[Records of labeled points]
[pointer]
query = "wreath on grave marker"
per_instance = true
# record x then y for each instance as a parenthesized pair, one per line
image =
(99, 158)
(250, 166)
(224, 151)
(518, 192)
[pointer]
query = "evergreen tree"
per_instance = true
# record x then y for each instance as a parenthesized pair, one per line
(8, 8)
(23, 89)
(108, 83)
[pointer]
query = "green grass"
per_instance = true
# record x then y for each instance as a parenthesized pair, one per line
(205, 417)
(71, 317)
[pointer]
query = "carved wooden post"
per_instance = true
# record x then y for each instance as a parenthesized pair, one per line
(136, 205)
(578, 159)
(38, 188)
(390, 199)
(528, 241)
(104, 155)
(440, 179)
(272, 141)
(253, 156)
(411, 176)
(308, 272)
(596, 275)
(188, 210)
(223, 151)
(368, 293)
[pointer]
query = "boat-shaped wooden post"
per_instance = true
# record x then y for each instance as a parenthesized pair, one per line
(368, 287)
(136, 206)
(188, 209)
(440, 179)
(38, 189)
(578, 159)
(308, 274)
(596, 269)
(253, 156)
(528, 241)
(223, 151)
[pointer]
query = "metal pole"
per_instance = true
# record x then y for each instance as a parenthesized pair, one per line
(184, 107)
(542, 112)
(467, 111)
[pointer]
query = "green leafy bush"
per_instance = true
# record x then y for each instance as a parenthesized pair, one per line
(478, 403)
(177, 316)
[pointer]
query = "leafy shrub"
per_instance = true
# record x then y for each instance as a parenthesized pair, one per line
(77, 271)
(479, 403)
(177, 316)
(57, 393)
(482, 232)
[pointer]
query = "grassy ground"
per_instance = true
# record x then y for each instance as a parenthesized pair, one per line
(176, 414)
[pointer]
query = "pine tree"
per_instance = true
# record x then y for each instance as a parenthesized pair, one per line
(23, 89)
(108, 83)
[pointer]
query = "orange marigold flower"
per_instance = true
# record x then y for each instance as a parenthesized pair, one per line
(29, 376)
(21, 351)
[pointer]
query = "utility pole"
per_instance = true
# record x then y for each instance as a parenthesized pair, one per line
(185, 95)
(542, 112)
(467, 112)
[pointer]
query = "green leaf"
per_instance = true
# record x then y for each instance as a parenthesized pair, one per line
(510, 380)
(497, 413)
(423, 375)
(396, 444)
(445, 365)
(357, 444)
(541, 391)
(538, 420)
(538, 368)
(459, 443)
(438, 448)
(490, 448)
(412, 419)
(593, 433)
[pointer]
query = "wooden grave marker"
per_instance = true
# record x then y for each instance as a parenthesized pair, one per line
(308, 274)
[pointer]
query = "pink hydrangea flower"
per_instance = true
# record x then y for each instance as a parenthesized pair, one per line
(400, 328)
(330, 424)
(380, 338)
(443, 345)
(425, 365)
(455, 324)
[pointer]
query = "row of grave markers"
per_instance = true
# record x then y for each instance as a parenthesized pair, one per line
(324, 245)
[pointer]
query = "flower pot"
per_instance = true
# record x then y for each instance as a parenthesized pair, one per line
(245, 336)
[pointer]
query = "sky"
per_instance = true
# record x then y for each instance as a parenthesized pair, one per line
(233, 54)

§ **EXERCISE OBJECTIVE**
Retype all the records, matching them exactly.

§ **TASK RESULT**
[pointer]
query = "wreath on grave marker"
per_instance = true
# record x then y for each instance as a parenthesized pair, one per line
image =
(99, 158)
(250, 166)
(224, 151)
(518, 192)
[pointer]
query = "evergreen tree"
per_instance = true
# record x then y for each instance as a parenthesized pair, one per line
(8, 8)
(23, 89)
(108, 83)
[pointer]
query = "green grass"
per_instance = true
# record x then y for each instance as a parenthesized pair, one per line
(205, 417)
(71, 317)
[pointer]
query = "carved wooden post"
per_instance = true
# record x then y for each instance as a parenthesized pair, one per line
(136, 205)
(578, 159)
(38, 188)
(390, 199)
(528, 241)
(104, 155)
(440, 179)
(272, 141)
(253, 156)
(411, 176)
(308, 272)
(596, 275)
(188, 210)
(223, 151)
(368, 293)
[pointer]
query = "boat-shaped wooden post"
per_instance = true
# record x then y for each instance as a parenthesized pair, one per line
(368, 287)
(136, 206)
(188, 209)
(440, 179)
(38, 189)
(578, 159)
(308, 274)
(596, 269)
(253, 156)
(528, 241)
(223, 151)
[pointer]
query = "metal pole"
per_instance = true
# record x then y for each instance as a parenthesized pair, one per line
(184, 107)
(542, 112)
(467, 111)
[pointer]
query = "green leafy bush"
per_instance = true
# record x then y for each instance as a parenthesized pair, one per line
(478, 403)
(177, 316)
[pointer]
query = "leafy shrub"
per_instance = true
# record x then y for each instance as a parenthesized pair, one per line
(77, 271)
(479, 403)
(177, 316)
(57, 393)
(482, 232)
[pointer]
query = "grassy ground"
per_instance = true
# record x then y for each instance as a parenthesized pair, one per line
(176, 414)
[pointer]
query = "pine tree"
per_instance = true
# record x then y for each instance as a parenthesized pair, one per line
(23, 89)
(108, 83)
[pointer]
query = "orange marigold flower"
per_instance = true
# record x then y for each instance as a parenthesized pair, one per line
(29, 376)
(21, 351)
[pointer]
query = "utility pole"
per_instance = true
# record x then y for each instance as a parenthesized pair, one per line
(185, 95)
(542, 112)
(467, 112)
[pointer]
query = "green leaf"
per_instance = true
# record x then y for each instance as a parenthesized pair, one per line
(510, 380)
(497, 413)
(423, 375)
(396, 444)
(445, 365)
(357, 444)
(541, 391)
(538, 420)
(538, 368)
(459, 443)
(438, 448)
(490, 448)
(412, 419)
(593, 433)
[pointer]
query = "wooden grave marker"
per_instance = true
# record x then y for each instance as a parenthesized pair, one per line
(308, 274)
[pointer]
query = "pink hydrangea flower"
per_instance = true
# record x then y for each instance as a parenthesized pair, one per line
(400, 328)
(330, 424)
(380, 338)
(443, 345)
(425, 365)
(455, 324)
[pointer]
query = "row of grave markers"
per_instance = true
# record x then y for each instance as a parenthesized pair, one per line
(324, 245)
[pointer]
query = "flower pot"
per_instance = true
# record x then y for each instance as a parenthesized pair, one per line
(245, 336)
[pointer]
query = "sky"
per_instance = true
# record x then y for each instance as a parenthesized pair, one per line
(233, 54)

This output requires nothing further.